Tasks:
[1] In the AI governance article, which organization developed GPT in 2018?
[2] Continue the article on AI governance with the next part after its final sentence.

Excerpted text:
* * *

BETTER PRACTICES FOR AI GOVERNANCE IN A CHANGING REGULATORY LANDSCAPE

The use of artificial intelligence (AI) models is changing rapidly, and regulators are catching up quickly. Risk management organisations should act now to ensure they are effectively controlling the risks these powerful models bring. Acting now will ensure a firm is positioned to capture the efficiencies and manage the risks, while ensuring alignment with pending and future regulations.

In 2018, generative pre-trained transformer (GPT), a type of AI language model, was developed by OpenAI. Within the last few months we have seen GPT-3, GPT-4, ChatGPT, LAMA, BARD, Midjourney, Stable Diffusion, and many other similar models.

Of course, financial services firms have been embracing machine learning (ML) and AI models for quite some time, but increasingly so over the past few years – and with good reason. ML and AI models allow the use of new data and derive new relationships or behaviour patterns, which results in more accurate models. These higher-performing models bring the promise of greater revenue, lower losses, better customer relationships and a competitive advantage versus peer institutions.

* * *

Supplied records:
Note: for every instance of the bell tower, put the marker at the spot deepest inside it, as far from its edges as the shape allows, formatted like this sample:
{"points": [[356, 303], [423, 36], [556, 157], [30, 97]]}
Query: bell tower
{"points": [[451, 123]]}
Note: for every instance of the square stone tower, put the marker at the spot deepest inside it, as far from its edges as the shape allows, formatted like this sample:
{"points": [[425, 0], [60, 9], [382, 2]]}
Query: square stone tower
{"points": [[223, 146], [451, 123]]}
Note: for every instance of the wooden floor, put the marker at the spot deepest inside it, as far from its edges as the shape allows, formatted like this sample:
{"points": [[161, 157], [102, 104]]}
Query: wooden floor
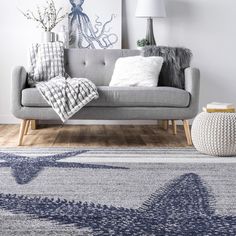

* * *

Answers provided:
[1] OpenAI.

[2]
GPT-2, which was released in February 2019, is considered by many to be the first large language model (LLM), with 1.5 billion parameters. PaLM, released in early 2022 as a state-of-the-art LLM, had 540 billion parameters. PaLM was around 360 times larger than GPT-2. The famous ChatGPT is small but effective by comparison, with ‘only’ 20 billion parameters. These models clearly bring immense complexity, as do many other AI models that are far simpler, but still not understood well.